Essen. . Die Männer und Frauen schreien und zetern, als ob auf dem Fußballplatz der BVB oder Schalke kickt. Dabei sehen sie sich ein Bambini- oder F-Jugend-Spiel an. Jetzt steuern Vereine gegen aggressive und überehrgeizige Eltern und verbannen gleich alle vom Spielfeldrand.

Es hätte so ein schönes Jugendfußball-Spiel werden können: 14 Steppkes auf dem Platz, keiner älter als acht Jahre, alle mit dem Wunsch, irgendwann einmal so zu kicken wie die Raúls und Schweinsteigers dieser Welt. Sie rennen, köpfen die Bälle Richtung Tor und versuchen sich in Manndeckung.

> Datenabschnitt:
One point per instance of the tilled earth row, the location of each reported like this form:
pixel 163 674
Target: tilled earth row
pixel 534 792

> Deine Aufgabe:
Kannst du den Text über überehrgeizige Eltern am Rand von Jugendfußballspielen vollständig und Wort für Wort wiederholen? Das Material spielt hierfür keine Rolle.

> Die Lösung:
Essen. . Die Männer und Frauen schreien und zetern, als ob auf dem Fußballplatz der BVB oder Schalke kickt. Dabei sehen sie sich ein Bambini- oder F-Jugend-Spiel an. Jetzt steuern Vereine gegen aggressive und überehrgeizige Eltern und verbannen gleich alle vom Spielfeldrand.

Es hätte so ein schönes Jugendfußball-Spiel werden können: 14 Steppkes auf dem Platz, keiner älter als acht Jahre, alle mit dem Wunsch, irgendwann einmal so zu kicken wie die Raúls und Schweinsteigers dieser Welt. Sie rennen, köpfen die Bälle Richtung Tor und versuchen sich in Manndeckung.